Task details → Extract each line from the records below that contains the word "railing". Only matches with the same case count.

[Pointing entries for named objects]
** begin **

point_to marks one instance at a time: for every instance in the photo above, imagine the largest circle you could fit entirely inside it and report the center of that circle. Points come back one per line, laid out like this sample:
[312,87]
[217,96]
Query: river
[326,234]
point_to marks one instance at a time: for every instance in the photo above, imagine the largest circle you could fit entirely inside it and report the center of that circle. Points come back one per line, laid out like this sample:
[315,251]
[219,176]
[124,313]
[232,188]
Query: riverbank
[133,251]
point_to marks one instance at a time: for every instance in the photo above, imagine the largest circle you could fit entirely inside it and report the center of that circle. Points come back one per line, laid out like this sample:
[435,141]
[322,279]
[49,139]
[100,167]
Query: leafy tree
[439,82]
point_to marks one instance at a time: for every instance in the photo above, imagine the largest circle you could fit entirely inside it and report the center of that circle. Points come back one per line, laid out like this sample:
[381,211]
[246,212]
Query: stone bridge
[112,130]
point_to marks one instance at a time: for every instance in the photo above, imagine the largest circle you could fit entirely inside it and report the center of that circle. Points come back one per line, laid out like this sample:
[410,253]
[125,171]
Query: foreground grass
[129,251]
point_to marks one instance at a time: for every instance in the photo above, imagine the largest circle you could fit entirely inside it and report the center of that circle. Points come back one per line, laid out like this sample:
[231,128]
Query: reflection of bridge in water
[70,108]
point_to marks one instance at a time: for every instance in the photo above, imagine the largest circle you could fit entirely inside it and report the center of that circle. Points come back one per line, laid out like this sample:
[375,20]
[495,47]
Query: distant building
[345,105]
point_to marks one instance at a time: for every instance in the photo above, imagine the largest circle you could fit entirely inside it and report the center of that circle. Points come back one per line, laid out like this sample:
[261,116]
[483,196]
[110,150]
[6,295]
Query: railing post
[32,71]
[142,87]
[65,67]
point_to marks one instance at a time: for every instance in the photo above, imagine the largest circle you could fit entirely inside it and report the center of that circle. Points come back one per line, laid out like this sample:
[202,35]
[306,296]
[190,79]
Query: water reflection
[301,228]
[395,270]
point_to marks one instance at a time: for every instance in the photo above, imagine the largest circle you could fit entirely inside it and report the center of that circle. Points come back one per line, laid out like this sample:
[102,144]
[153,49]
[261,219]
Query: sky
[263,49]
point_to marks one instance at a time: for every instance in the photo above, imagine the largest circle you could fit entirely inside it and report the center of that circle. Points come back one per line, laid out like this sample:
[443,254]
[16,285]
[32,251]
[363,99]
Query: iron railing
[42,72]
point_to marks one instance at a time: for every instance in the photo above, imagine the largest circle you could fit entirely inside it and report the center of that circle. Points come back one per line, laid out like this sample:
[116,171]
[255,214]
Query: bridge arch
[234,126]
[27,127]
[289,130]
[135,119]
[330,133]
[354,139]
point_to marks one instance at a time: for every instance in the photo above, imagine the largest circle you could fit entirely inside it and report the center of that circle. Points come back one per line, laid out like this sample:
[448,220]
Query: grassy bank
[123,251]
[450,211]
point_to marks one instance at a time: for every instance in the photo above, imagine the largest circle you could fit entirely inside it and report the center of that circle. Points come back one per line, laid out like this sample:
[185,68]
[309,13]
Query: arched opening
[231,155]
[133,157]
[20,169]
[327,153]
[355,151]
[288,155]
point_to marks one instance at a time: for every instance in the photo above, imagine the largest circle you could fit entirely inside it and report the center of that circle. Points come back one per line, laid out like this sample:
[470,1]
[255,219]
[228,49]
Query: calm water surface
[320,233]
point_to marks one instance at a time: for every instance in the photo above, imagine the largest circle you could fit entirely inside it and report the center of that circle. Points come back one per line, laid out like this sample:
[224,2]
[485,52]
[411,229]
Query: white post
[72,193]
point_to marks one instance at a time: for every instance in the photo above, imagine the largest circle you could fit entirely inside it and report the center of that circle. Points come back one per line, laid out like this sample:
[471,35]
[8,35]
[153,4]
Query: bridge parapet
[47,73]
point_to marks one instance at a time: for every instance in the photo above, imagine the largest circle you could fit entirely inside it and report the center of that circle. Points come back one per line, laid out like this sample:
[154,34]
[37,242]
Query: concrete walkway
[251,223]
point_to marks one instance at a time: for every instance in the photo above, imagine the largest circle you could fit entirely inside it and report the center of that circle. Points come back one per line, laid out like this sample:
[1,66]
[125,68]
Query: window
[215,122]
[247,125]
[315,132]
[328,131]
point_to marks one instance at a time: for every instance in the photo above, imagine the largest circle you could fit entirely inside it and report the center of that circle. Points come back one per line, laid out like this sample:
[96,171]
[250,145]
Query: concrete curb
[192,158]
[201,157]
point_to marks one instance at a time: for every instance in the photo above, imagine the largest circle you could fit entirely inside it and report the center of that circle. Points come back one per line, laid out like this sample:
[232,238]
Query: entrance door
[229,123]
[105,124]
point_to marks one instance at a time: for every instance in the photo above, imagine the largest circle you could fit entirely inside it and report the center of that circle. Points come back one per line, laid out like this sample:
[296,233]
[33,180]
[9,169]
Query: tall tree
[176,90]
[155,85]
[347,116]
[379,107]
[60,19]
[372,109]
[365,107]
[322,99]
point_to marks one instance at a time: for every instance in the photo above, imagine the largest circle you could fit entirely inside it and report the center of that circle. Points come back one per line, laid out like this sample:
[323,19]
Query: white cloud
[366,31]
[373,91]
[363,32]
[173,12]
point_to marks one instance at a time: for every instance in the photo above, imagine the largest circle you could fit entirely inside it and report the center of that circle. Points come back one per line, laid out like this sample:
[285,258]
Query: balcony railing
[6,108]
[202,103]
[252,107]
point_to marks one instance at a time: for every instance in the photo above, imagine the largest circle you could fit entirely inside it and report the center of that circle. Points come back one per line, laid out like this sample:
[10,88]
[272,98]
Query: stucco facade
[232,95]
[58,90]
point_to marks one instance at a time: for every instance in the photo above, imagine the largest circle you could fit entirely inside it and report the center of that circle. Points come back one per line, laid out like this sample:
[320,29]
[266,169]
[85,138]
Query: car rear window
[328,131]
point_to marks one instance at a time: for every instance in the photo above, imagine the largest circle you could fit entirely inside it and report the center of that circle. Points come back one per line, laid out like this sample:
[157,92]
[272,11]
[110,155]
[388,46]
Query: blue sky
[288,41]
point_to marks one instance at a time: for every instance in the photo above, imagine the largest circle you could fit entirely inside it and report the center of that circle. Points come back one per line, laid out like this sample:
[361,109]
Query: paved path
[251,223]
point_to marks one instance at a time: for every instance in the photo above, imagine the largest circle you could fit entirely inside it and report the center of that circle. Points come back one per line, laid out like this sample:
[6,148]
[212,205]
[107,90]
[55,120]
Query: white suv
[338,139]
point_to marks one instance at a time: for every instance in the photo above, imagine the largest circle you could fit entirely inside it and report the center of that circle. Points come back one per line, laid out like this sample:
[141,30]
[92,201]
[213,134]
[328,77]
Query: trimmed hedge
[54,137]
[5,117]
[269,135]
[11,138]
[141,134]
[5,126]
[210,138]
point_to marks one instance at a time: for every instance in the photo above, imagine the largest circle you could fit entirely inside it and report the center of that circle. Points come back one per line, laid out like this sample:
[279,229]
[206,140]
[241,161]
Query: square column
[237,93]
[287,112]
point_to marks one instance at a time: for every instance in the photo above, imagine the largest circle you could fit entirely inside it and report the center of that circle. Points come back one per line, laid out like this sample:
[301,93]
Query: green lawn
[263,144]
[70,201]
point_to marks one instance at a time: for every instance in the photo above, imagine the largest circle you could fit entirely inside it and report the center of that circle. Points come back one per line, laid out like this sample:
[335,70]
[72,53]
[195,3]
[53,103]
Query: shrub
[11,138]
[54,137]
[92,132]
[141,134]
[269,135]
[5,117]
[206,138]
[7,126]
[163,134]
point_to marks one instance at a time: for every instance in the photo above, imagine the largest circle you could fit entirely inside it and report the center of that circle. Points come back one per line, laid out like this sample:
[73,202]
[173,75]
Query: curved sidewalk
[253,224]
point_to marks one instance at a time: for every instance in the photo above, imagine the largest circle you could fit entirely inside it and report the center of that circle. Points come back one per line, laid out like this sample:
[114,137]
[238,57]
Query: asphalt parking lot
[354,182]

** end **
** begin **

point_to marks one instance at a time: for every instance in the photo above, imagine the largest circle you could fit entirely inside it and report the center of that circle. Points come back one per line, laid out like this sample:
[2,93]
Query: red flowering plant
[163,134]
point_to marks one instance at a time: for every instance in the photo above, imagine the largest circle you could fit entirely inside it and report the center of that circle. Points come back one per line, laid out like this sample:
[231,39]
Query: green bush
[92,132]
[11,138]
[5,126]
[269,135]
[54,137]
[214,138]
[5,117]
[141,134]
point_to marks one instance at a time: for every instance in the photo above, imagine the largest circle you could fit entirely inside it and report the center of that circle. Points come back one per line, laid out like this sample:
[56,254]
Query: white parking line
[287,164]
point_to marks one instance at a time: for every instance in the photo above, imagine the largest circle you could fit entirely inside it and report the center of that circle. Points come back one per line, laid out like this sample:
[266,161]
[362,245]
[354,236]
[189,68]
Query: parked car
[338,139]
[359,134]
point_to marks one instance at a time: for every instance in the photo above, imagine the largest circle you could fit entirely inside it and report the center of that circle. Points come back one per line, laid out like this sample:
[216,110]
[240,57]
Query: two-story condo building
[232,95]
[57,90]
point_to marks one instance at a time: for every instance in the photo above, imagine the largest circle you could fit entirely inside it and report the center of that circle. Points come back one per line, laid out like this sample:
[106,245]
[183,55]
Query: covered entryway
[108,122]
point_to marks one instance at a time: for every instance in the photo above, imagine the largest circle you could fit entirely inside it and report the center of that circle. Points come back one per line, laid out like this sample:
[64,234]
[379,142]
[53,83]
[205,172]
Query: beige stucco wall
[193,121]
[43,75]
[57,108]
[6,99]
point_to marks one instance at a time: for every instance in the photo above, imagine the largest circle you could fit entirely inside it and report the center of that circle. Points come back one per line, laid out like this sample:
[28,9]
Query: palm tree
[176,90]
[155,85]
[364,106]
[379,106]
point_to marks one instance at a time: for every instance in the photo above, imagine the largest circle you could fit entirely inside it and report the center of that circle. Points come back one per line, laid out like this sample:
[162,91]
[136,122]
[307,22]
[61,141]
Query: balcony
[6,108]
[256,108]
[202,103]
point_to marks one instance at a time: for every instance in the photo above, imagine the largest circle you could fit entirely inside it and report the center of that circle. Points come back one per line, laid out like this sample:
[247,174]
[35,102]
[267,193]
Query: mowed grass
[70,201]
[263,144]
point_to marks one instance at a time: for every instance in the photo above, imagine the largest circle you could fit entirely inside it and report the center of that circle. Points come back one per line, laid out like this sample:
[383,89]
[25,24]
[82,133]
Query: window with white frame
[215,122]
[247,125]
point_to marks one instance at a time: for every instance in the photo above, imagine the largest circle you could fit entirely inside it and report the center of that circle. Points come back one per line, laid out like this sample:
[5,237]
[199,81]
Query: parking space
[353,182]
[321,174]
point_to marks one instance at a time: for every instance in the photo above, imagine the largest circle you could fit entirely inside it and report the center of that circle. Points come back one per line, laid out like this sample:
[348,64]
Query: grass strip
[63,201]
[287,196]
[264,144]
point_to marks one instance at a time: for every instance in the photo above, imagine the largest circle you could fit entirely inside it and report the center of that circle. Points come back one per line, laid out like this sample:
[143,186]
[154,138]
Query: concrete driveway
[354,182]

** end **

Written response →
Query: railing post
Query: iron railing
Query: balcony railing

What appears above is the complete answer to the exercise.